----- Passage provided

Five-time World champion Viswanathan Anand had once told this correspondent that he would have loved to play such a tournament in India. In his prime, he never got that opportunity and that was an even bigger loss for players like Krishnan Sasikiran and Pentala Harikrishna. Anand played in the inaugural Tata Steel tournament in Kolkata in 2018, and won the blitz event, a month before he turned 49. Fortunately, members of the golden generation of Indian chess have been able to play in the tournament when they are young enough. They have made good use of the opportunities, too. Remarkably, both the rapid and blitz sections were won by Indian teenagers — Nihal Sarin (rapid) and Arjun Erigaisi.

They came on top of the field ahead of some of the biggest stars in international chess such as Americans Hikaru Nakamura and Wesley So, Shakhriyar Mamedyarov of Azerbaijan and Nodirbek Abdusattorov of Uzbekistan. Arjun had also finished runner-up in the rapid event.

In the last edition of the tournament, it was the other way around for him: he had won the rapid event and secured the second spot in blitz. Last year, he had started as an outsider and got to play the blitz section only because B. Adhiban had pulled out. The tournament thus proved to be beneficial in his career.

Vidit Gujrathi also did well to take the third place in the rapid event. In the blitz tournament — as Anand pointed out during the media briefings — he was the oldest Indian player, at the age of 28. That fact alone shows how promising the road ahead is for Indian chess.

----------

* **Work order**
Repeat word for word the part of the chess article that runs from "They came on" to "runner-up in the rapid event.".

----- Given information

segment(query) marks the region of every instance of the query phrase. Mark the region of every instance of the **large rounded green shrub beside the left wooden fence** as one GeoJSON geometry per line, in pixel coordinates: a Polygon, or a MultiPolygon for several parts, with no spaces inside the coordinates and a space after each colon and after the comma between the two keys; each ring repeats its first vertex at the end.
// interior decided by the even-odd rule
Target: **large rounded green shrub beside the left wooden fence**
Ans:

----------

* **Response area**
They came on top of the field ahead of some of the biggest stars in international chess such as Americans Hikaru Nakamura and Wesley So, Shakhriyar Mamedyarov of Azerbaijan and Nodirbek Abdusattorov of Uzbekistan. Arjun had also finished runner-up in the rapid event.